* GIVEN REQUEST
Rewrite the items from the line with "Locate the flat" up to and including the line with "353], [320, 164]]", changing every "indicate" to "mark" and leaving all else unchanged.

Entries from a point annotation set
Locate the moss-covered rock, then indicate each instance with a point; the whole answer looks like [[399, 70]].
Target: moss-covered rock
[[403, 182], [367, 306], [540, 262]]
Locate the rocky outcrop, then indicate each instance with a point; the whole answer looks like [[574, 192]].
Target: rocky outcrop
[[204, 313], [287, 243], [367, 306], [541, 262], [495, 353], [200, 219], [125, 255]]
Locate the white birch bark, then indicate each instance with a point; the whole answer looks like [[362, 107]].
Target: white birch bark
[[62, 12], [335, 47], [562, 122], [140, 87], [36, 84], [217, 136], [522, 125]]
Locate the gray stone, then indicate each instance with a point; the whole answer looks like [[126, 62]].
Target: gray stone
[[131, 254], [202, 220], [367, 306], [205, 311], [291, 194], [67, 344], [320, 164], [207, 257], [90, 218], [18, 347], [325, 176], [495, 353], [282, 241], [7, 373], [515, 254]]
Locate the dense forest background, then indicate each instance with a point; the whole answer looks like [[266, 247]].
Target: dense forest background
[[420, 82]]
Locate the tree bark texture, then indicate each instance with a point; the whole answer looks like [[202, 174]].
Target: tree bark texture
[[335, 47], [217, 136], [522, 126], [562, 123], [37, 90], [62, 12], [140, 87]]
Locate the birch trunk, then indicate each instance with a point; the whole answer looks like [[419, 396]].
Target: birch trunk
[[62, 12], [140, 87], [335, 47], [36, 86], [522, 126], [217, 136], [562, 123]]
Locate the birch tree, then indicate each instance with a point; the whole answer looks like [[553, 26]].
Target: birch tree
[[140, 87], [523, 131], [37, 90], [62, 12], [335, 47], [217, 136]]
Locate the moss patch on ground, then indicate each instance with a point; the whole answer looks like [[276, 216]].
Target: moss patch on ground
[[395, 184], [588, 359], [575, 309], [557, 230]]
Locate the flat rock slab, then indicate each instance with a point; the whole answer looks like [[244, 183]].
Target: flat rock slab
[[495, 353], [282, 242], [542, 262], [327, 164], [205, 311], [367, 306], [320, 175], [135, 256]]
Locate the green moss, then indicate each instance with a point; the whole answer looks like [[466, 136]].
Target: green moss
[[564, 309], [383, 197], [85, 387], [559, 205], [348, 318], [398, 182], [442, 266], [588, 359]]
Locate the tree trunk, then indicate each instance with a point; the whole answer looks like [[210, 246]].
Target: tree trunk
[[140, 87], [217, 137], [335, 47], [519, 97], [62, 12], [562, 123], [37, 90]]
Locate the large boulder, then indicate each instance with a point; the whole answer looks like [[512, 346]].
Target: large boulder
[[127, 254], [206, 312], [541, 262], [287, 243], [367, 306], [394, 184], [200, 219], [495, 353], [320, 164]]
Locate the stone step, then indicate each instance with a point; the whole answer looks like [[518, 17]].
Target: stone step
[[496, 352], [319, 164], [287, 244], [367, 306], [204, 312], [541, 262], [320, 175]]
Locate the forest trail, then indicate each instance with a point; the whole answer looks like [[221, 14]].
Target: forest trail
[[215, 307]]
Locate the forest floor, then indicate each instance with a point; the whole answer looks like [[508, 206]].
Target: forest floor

* COMPLETE OUTPUT
Locate the flat rock slab, then mark each instance with a point; the whole answer looks like [[244, 183]].
Target: flat rock slab
[[495, 353], [282, 242], [542, 262], [327, 164], [205, 311], [367, 306], [320, 175], [135, 256]]
Locate the green moss, then mark each instance with a point; the whole answer looks like [[466, 136]].
Target: green moss
[[564, 309], [383, 197], [85, 387], [559, 205], [348, 318], [398, 182], [442, 266], [588, 359]]
Locate the tree trunk, then mark each instance with a point; the whole answer looks like [[210, 246]].
Target: tree trunk
[[140, 87], [217, 137], [335, 47], [519, 97], [62, 12], [562, 123], [37, 90]]
Locate the large boulder, then mark each instance with a point; the whole answer looks like [[512, 346]].
Target: large boulder
[[127, 254], [206, 312], [541, 262], [287, 243], [367, 306], [394, 184], [200, 219], [495, 353], [320, 164]]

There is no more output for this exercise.